II. Plaintiff's Labor Law § 241(6) Claims

All defendants also move for summary judgment under New York Labor Law § 241(6) whereby "[a] contractor may be liable to an injured worker . . . even absent evidence of control or supervision of the injury-producing event, where a failure to comply with specific safety rules and regulations set forth in the Industrial Code of the State of New York was a substantial factor in bringing about the injury-causing event" (Locicero v. Princeton Restoration, Inc., 25 AD3d 664, 666 [2d Dept., 2006]). General allegations that a plaintiff or contractor provided "unsafe" or "improper" equipment will not suffice (Galarrage v. City of New York, 54 AD3d 308, 309-310 [2d Dept., 2008][stating that "[t]o establish a cause of action for a violation of Labor Law § 241(6), a plaintiff must plead and prove a violation of a specific provision of the Code"); Sapione v. Bd of Edu., 259 AD2d 479, 479 [2d Dept., 1999] [holding summary judgment for the plaintiff was inapplicable where they failed to show defendant violated a specific violation of the Industrial Code]; Ross v. Curtis-Palmer Hydro-Electric Company, 81 NY2d 494).

Here, the plaintiff alleges violations of New York State Industrial Code §§ 23-1.2(e), 23-1.3, 23-6, and 23-1.5(a). Plaintiffs claim under Labor Law § 241(6) is not supported by his allegation that defendant violated 12 NYCRR 23-1.2(e),which states the following:

The board finds that the trades and occupations of persons employed in construction, demolition and excavation operations involve such elements of danger to lives, health and safety of such persons and of persons lawfully frequenting the areas of such activities as to require special regulations for their protection in that such persons are exposed to the following:

(e) The hazards incidental to the handling and movement of heavy materials.

• _Exercise task A_
Could you transcribe the excerpt on the plaintiff's Labor Law § 241(6) claims in full, word for word?

Point annotation records

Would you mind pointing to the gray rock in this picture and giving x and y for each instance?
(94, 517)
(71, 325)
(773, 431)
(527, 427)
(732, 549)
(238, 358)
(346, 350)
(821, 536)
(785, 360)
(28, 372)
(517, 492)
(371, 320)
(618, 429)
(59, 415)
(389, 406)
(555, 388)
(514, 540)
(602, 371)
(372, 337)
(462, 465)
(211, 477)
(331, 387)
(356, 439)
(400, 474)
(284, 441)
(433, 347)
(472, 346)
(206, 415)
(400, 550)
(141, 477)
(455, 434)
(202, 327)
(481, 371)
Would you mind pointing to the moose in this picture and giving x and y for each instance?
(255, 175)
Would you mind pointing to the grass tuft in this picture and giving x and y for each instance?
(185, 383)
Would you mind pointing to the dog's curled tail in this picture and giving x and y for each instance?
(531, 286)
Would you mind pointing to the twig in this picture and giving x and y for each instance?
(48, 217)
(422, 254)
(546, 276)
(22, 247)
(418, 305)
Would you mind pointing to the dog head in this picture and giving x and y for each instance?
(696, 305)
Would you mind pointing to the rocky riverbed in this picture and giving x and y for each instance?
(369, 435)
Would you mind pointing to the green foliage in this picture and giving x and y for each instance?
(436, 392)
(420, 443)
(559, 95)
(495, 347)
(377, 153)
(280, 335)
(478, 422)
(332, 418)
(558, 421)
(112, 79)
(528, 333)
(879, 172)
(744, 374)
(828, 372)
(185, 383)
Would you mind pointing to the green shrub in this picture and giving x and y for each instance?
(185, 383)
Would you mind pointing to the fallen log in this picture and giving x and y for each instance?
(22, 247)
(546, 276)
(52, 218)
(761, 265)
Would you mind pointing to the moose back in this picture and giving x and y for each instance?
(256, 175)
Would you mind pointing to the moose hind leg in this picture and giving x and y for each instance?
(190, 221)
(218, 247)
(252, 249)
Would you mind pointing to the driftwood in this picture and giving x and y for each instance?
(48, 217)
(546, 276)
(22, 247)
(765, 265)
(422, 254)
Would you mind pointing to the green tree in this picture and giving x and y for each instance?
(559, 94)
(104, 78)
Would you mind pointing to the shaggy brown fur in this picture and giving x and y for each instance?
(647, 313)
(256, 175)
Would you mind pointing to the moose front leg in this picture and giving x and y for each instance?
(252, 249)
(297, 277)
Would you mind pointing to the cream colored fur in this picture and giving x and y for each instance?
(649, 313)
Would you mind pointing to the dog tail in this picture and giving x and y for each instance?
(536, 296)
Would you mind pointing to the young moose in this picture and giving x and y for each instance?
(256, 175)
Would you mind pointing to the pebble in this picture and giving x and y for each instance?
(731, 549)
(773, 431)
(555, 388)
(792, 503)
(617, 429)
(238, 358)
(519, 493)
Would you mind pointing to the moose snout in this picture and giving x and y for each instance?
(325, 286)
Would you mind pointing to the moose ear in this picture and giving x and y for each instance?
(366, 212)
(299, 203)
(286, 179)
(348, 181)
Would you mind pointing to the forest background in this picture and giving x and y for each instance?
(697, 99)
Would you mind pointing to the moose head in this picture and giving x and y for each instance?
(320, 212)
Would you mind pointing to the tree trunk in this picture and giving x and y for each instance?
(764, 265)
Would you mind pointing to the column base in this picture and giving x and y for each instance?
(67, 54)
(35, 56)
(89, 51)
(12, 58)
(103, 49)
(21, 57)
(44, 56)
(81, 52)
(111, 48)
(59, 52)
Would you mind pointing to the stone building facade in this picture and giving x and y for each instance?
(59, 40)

• _Exercise task B_
How many lines of the rows contain the string "green", with case counting? Reply with the number alone.

• _Exercise response A_
II. Plaintiff's Labor Law § 241(6) Claims

All defendants also move for summary judgment under New York Labor Law § 241(6) whereby "[a] contractor may be liable to an injured worker . . . even absent evidence of control or supervision of the injury-producing event, where a failure to comply with specific safety rules and regulations set forth in the Industrial Code of the State of New York was a substantial factor in bringing about the injury-causing event" (Locicero v. Princeton Restoration, Inc., 25 AD3d 664, 666 [2d Dept., 2006]). General allegations that a plaintiff or contractor provided "unsafe" or "improper" equipment will not suffice (Galarrage v. City of New York, 54 AD3d 308, 309-310 [2d Dept., 2008][stating that "[t]o establish a cause of action for a violation of Labor Law § 241(6), a plaintiff must plead and prove a violation of a specific provision of the Code"); Sapione v. Bd of Edu., 259 AD2d 479, 479 [2d Dept., 1999] [holding summary judgment for the plaintiff was inapplicable where they failed to show defendant violated a specific violation of the Industrial Code]; Ross v. Curtis-Palmer Hydro-Electric Company, 81 NY2d 494).

Here, the plaintiff alleges violations of New York State Industrial Code §§ 23-1.2(e), 23-1.3, 23-6, and 23-1.5(a). Plaintiffs claim under Labor Law § 241(6) is not supported by his allegation that defendant violated 12 NYCRR 23-1.2(e),which states the following:

The board finds that the trades and occupations of persons employed in construction, demolition and excavation operations involve such elements of danger to lives, health and safety of such persons and of persons lawfully frequenting the areas of such activities as to require special regulations for their protection in that such persons are exposed to the following:

(e) The hazards incidental to the handling and movement of heavy materials.

• _Exercise response B_
3